Nigeria is still widening recruitment into the ambassadorial circuit as the president renews the appointments of 12 non-career ambassadors, resting that on a performance evaluation necessitating approval for continuation in office of the ambassadors. But the exercise is raising questions in informed circles as to whether The Presidency in Nigeria is still afflicted by a screening virus that allowed for the announcement of dead persons in the past?
This follows the hint this evening that the government obviously did not know that Ekiti and Niger States had no appointees in the list of non-career ambassadors released yesterday. The hint is there where Mallam Garba Shehu who signed a statement on presidential approval for tenure elongation for 12 subsisting ambassadors stressed assurance of fairness in representation and inclusiveness in all matters of governance from the president. The assurance, said the presidential spokesperson “became necessary following recent complaints after announcement of 41 non-career ambassadors that some states were not captured”.
The statement might be capable of many interpretations but if the government were aware of the omission, would it not have been the justification for that which would have been stressed instead of assurance of closing unfairness gaps? It remains puzzling why this has been the trend since 2015, pointing to lack of an authoritative clearing house on presidential appointment in the context of desperate bids for such appointments and in the process of which camels are believed to be passing through the eye of the needle very easily.
Although the president would still decide if those who are being asked to continue will also remain in their current postings, the present exercise involves:
- Mrs Uzoma E. Emenike (Abia)
- Yusuf M. Tuggar (Bauchi)
- Muhammad B. Madugu (Bauchi)
- Amb. Baba Ahmad Jidda (Borno)
- Uyigue O. Oghogho (Edo)
- Dr. Eniola Ajayi (Ekiti)
- Deborah S. Iliya (Kaduna)
- Mohammed D. Rimi (Katsina)
- Prof. Tijjani Muhammad-Bande (Kebbi)

◆ Listed entries
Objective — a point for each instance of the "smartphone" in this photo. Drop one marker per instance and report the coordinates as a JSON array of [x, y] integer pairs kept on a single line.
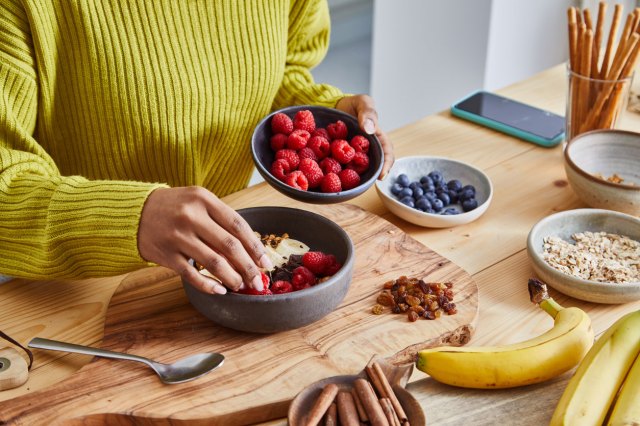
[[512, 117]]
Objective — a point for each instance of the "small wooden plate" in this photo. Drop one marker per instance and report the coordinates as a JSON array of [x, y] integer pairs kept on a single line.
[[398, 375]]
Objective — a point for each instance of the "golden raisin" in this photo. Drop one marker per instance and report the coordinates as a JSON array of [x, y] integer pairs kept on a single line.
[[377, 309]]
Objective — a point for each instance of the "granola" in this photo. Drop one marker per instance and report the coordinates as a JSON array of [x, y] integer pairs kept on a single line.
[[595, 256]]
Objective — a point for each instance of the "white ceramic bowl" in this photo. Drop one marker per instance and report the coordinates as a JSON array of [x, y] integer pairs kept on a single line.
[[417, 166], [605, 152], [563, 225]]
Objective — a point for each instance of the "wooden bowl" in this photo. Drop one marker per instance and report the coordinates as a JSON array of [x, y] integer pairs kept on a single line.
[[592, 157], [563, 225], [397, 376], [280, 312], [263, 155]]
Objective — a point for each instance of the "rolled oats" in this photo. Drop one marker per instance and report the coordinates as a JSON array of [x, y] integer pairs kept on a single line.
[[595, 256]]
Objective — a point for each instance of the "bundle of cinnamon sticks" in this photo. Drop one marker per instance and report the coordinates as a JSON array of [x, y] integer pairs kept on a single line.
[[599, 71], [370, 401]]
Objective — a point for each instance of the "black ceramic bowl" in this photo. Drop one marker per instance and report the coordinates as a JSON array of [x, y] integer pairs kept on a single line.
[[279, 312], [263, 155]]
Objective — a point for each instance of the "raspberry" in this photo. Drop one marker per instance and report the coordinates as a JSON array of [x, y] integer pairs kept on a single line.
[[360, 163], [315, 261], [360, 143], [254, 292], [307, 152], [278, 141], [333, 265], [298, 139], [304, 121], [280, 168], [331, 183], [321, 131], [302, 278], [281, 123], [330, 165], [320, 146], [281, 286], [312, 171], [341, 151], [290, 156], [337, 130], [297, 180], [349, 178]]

◆ Task description
Pick up the article on the renewed non-career ambassador appointments after its last line and continue it.

◆ Exercise result
- Dr Modupe E. Irele (Lagos)
- Adeyinka Asekun (Ogun)
- Sen. Goni Modu Zanna Bura (Yobe)
A careful consideration of the totality (that is the career, non-career and those now permitted to over stay) shows that Delta, Ekiti, Sokoto and Zamfara have one ambassador each while Abia, Akwa Ibom, Enugu, Gombe, Imo, Kebbi, Nasarawa, Niger, Ondo, Plateau, Rivers and Taraba states have two each.
Adamawa, Anambra, Bayelsa, Benue, Cross Rivers, Edo, Jigawa, Kaduna, Katsina, Kogi, Lagos and Osun states have three each while Bauchi, Kwara, Ogun and Oyo have 4 each. Only two states of Borno and Kano which have five each.
It shows a surprising balance between the North and the South as there is equal number of states from each region that have only one ambassador; seven Southern states and six Northern states that have two each; six states from each region have three each in the same way that two from each region have four each. The only puzzle is Kano and Borno having five each, one from the Northwest and the other from the Northeast.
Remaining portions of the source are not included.